## WHAT IS REQUIRED:
Exactly as written, please set down all of the entries again, with no pictures.

Image point annotation entries
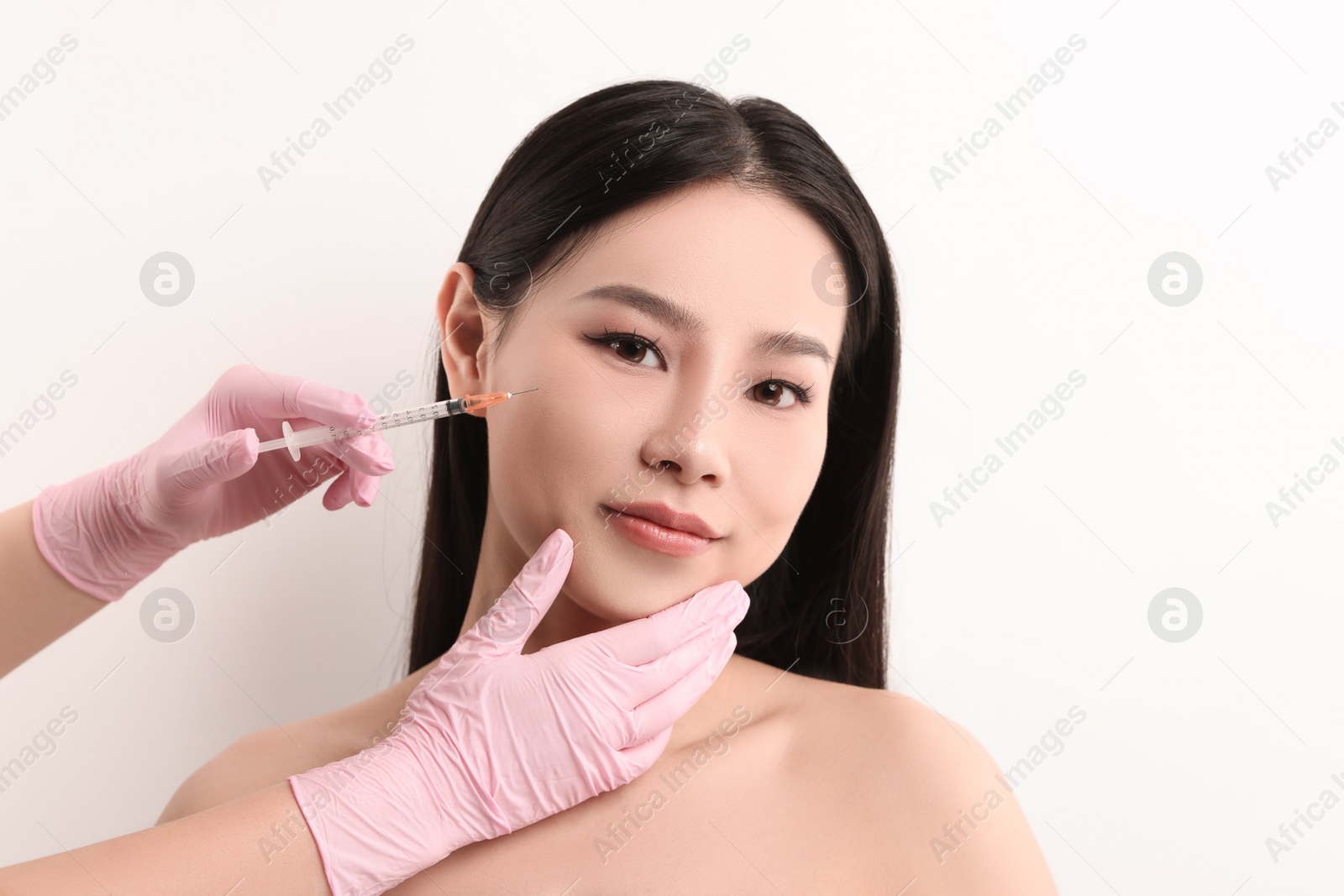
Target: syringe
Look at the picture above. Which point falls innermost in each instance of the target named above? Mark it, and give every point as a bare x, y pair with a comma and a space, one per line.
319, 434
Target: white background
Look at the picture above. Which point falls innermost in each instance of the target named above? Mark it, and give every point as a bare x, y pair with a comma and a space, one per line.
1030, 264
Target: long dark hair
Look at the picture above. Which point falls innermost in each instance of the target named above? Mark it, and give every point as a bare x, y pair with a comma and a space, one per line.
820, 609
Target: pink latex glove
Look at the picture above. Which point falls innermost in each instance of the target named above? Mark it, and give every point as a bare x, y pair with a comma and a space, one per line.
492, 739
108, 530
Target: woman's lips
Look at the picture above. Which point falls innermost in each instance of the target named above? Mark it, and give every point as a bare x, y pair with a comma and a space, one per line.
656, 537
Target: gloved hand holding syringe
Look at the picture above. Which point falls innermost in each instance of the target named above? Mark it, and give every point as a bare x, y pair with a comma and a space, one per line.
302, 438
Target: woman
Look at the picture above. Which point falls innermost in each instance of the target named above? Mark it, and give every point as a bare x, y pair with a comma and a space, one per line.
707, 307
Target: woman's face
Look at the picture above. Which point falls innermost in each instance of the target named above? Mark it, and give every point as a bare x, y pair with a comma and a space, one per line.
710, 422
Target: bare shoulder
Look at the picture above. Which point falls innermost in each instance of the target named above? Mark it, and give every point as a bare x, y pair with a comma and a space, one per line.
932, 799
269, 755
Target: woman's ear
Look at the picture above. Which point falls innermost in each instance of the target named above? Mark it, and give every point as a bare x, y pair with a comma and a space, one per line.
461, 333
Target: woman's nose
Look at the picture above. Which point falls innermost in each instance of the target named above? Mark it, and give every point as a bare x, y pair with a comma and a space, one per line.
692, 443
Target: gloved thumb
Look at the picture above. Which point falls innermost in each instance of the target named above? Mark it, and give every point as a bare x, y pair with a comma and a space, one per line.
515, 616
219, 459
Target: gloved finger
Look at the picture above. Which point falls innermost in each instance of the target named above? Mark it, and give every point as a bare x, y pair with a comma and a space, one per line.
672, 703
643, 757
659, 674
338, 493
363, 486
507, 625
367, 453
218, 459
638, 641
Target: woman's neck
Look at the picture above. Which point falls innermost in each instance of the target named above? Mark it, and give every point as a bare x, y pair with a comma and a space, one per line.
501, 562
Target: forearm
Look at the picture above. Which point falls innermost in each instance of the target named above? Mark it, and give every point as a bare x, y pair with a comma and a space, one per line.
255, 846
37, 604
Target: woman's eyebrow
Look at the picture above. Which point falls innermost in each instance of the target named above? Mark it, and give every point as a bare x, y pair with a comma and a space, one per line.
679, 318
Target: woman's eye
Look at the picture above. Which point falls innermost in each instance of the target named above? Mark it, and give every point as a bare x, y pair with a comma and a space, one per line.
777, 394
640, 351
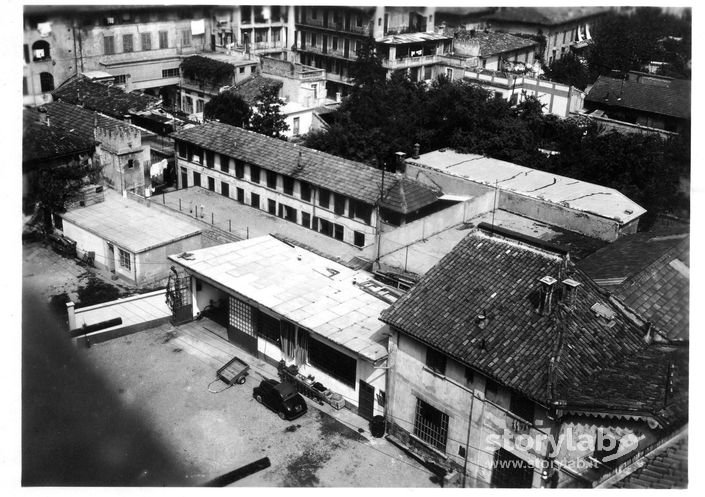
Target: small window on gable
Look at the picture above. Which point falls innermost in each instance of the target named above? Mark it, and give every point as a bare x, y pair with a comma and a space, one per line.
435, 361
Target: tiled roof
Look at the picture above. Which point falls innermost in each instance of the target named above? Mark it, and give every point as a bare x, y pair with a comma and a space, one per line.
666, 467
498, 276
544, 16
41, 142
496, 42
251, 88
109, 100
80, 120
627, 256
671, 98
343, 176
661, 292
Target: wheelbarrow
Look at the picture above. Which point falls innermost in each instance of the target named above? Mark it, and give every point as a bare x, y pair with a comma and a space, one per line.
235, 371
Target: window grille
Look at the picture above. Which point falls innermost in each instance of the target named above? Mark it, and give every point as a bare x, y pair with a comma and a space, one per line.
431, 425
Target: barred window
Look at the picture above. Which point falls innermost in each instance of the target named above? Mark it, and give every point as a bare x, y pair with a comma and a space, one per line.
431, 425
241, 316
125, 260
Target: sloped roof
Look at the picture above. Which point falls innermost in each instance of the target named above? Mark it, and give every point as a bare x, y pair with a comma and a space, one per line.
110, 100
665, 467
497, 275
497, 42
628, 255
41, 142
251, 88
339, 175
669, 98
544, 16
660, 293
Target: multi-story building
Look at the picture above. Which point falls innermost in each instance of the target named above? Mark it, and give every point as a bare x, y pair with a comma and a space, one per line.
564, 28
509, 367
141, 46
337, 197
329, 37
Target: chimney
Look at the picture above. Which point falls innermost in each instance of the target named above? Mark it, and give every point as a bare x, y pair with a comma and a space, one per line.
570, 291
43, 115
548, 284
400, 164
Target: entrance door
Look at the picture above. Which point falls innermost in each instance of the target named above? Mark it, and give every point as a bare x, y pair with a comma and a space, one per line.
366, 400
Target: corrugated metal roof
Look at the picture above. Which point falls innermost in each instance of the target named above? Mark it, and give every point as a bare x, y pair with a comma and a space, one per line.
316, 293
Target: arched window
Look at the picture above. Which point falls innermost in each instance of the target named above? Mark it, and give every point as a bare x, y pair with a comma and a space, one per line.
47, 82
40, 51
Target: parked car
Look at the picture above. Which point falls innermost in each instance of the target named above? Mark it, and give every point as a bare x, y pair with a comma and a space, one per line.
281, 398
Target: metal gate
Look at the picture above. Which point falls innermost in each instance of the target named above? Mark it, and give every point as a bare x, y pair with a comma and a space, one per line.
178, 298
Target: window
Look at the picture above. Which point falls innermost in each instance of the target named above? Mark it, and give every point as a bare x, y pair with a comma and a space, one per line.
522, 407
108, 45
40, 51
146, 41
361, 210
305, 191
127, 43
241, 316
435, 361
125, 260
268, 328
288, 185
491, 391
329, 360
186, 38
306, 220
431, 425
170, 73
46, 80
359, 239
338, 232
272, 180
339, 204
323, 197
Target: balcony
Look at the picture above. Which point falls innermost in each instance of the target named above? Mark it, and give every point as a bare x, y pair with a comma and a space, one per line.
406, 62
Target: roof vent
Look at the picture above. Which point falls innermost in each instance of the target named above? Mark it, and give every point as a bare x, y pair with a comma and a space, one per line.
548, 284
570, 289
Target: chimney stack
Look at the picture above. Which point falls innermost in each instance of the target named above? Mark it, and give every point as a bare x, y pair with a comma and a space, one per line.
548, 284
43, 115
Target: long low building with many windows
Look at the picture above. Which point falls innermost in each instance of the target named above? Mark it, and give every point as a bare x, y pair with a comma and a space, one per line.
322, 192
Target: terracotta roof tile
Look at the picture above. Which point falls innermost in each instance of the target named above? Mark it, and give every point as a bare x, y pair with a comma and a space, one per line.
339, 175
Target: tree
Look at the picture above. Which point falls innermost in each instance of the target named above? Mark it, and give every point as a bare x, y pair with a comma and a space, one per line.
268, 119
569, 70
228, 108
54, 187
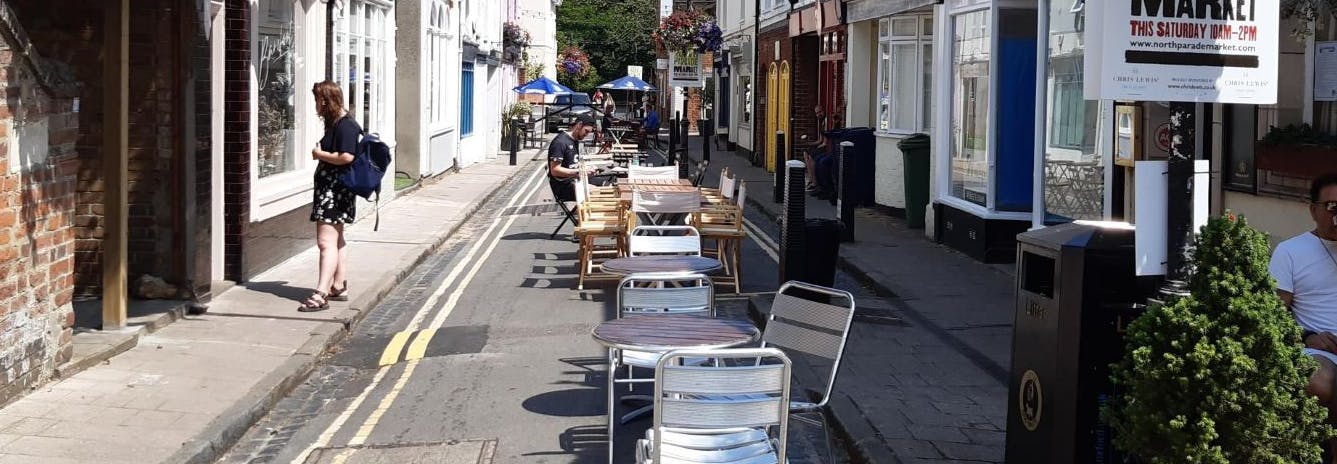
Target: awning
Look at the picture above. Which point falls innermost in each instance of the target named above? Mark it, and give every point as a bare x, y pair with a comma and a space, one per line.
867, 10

## RESULT OF THE EXERCISE:
Target: syringe
Look at the picture above. Which point falls innermost in each instance of the target named above? Mark it, and give every point as a bare x, y pair with a comma and a space, one per line.
319, 434
Target: white background
Look at the picture above. Which point falls innermost in each instance of the target named above? Mark it, and give every point as a bare x, y pair with a comma and a space, one per line.
1030, 264
Target: long dark hair
Look at the picture above. Which point falls innermost in each instance of the target named above? Mark it, and give every point as a bare x, y pair with a comma and a space, one per line.
820, 609
Target: pink latex glove
Look at the picture above. Which point falls innermost in each instance of the target named above? Mark it, and give every point as a bare x, y pair with a comma and a space, one per line.
492, 739
108, 530
Target: woman's lips
Look at the picture above. Which point falls innermost in each instance of the target named above? Mark it, and give every point as a bare x, y pair with a comma and a space, one per line.
656, 537
Target: gloved hand holding syringe
Look at the picture above. Which point falls innermost in each instance of the target named above? Mark it, and give every point as a bare x, y pair with a comma and a space, one per line.
302, 438
Target: woman
Look at the picture above. Which point falls innermost in each instance of the target named above? Mark it, and give every point as a bare x, y pair with a comma and a space, one per line.
707, 307
Target: woman's face
Look at the picture above. Which point falls innermost in each instance of the target named above? Mark it, and give every point as a bare x, y pair with a comma and a space, one per line.
710, 422
Target: bare shoulder
Look at the picture above. Which point falls innermost in each instance of the target named above? Mark it, and give every point as a bare x, y pair with a comma and a space, one per line.
932, 799
269, 755
Target: woman's ear
Look at the picture above. Which point falls innermost in each instance of the target named above? Mark it, and give every point as a bare x, y pair with a comma and a space, one per line.
461, 333
Target: woman's nose
Look at the picture above. Which point falls innermost in each instance of the target named above? Mark it, and give every point as a bare x, y pair with a comma and a space, one per line.
692, 443
Target: gloved thumb
Look at the picture above. Which point falls innermost in each instance of the target named above? Mark it, and give every point as a bare x, y pair with a comma and a space, one per line.
515, 616
219, 459
Target: gloved finger
Look at the picture above. Which point falls innermost in each instance of the target named above? Mark it, and give every point as a bare x, y pair with a comma and a space, one per line.
672, 703
643, 757
659, 674
338, 493
363, 486
507, 625
367, 453
218, 459
638, 641
Target: woman's neck
Look at the picture above. Which point falls innermost in each instance of the target named above? Mark it, and give every point as a bare x, y pair with a comma and a space, one per line.
501, 562
Target: forearm
Look at the picture above. Which point falls innermost in each instance of the target named above? Mark it, and give every point as a bare x, y pair with a comma and a space, one per line.
255, 846
37, 604
Target: woman's eyebrow
Look at the picture above. Which point falls innermost in each instance of the target named above? Mark it, and give every point as a bare x, y pair with a comma and a space, one per line.
679, 318
Target: woman's eye
Look at the picture above. Which point falls innermost in each instance of the target named above? Mark it, and give every point as a bare x, y pair with a comma and a space, one per line.
777, 394
640, 351
Target: small window on gable
Look at the picture above. Which point falls innermost in each instance of the target named above? Mark it, and give every point as a bare x, y pair with a comma and a space, one per line.
435, 361
Target: tiled roof
Look at the picture above. Which point falls innermost in each instance of the target named above? Mark it, and give every point as a bare x, y pair with a comma and a space, one per line.
666, 467
498, 276
544, 16
41, 142
496, 42
251, 88
109, 100
80, 120
627, 256
671, 98
343, 176
661, 292
Target: wheelbarrow
Look at the picture above. Which point falls innermost in each instance of the target named above? Mark it, and give every point as a bare x, y pair with a comma and a space, one per line.
235, 371
Target: window grille
Look at the picture above. Which point falls innermost in each instance of the target named above? Mark it, and give every point as a bare x, y pair with a comma and a space, one per line.
431, 425
Target: barred window
Look at the picture above. Which point falls innermost in each instance of the target named above? Mark it, and give every point as a bare x, y pair with a comma and a space, one per line.
431, 425
241, 316
125, 260
Target: sloped roof
Look at the picture above. Which point falls innermost in each instance of the target named above? Mark it, and give every point as a bare x, y pair with a comma and a space, one per line.
110, 100
665, 467
497, 275
497, 42
628, 255
41, 142
251, 88
339, 175
669, 98
544, 16
660, 293
Target: multi-story building
Look at the picture above. Which point falls innermost in each instance of the target named above? Mark it, and give every point as a bare x, y pair with a comma and a space, one per line.
564, 28
509, 367
141, 46
337, 197
329, 37
Target: chimney
Look at the picture above. Which point falls innermost in each instance of the target named above? Mark it, and give every point as a bare x, y pair with a comma and a space, one per line.
570, 291
43, 115
548, 284
400, 164
Target: entrance door
Look at the picture above. Which point falls innermost in each instance of the target named above? Mark it, and give every point as a bare x, y pair with a comma and a space, one per line.
366, 400
Target: corrugated metal roof
Look at the picture above. Which point falls innermost in each instance of the target named above? Mark it, and give every point as a bare x, y pair with a comma and a space, one per line.
316, 293
Target: arched window
Look at the picture above. Which point falls innermost in each instance of the target named above? Mark it, and give every point as a bare x, y pair with a comma and a space, one per line.
47, 82
40, 51
Target: parked car
Look at the picture above. Which point falls innermost in each instance of the target named above? Mark it, and give every point as a bare x, y pair with a comma and a space, one per line.
281, 398
Target: metal gate
Look at the picture above. Which point falls innermost in each instance of the target named above? Mark it, and give every point as a bare x, y pair with a comma and a space, one per line.
178, 298
Target: window
Look at the picture above. Which point falls innermost in each instance of the target named above? Mark it, and give every point as a bare x, y pair with a comma and a space, one per line.
522, 407
108, 45
40, 51
146, 41
361, 210
305, 191
127, 43
241, 316
435, 361
125, 260
268, 328
288, 185
491, 391
329, 360
186, 38
306, 220
431, 425
170, 73
46, 80
359, 239
338, 232
272, 180
339, 204
323, 197
Target: balcony
Look at the picture above. Which point falls innermost in each instance of the target named above? Mark it, and give every point as a bare x, y pair with a comma and a space, one per line.
406, 62
Target: roof vent
Look at the picture above. Which point falls innermost in each instance of the target named above? Mark it, and give every point as a bare x, y pair with a comma and a space, one per line.
548, 284
570, 289
Target: chimney stack
Look at the picture above. Which point falls innermost in each instance of the target named above? Mark it, and give every point as a bare x, y pair with a comma and a space, one per line.
548, 284
43, 115
Target: long low building with many windows
Look at the picture above. Which point falls innermost in each instance of the target named above? Mark it, and give every point as a bare x, y pair with a comma and a space, one per line.
322, 192
Target: terracotta roof tile
Look at the picture above. Which point falls innermost in each instance of the target named above? Mark it, and give every point as a bare x, y pair with a comma and a space, one per line.
339, 175
Target: tree
Look at the picture above. Which point falls innermost in each instance of the target named above? Mark it, and give every point as a bare x, y pair with a comma and a space, one per line.
268, 119
569, 70
228, 108
54, 187
Target: awning
Look at the picture above. Which point falls innermost in each instance of the target named above? Mark it, and give every point as a bare x, y pair with a comma and a space, one per line.
867, 10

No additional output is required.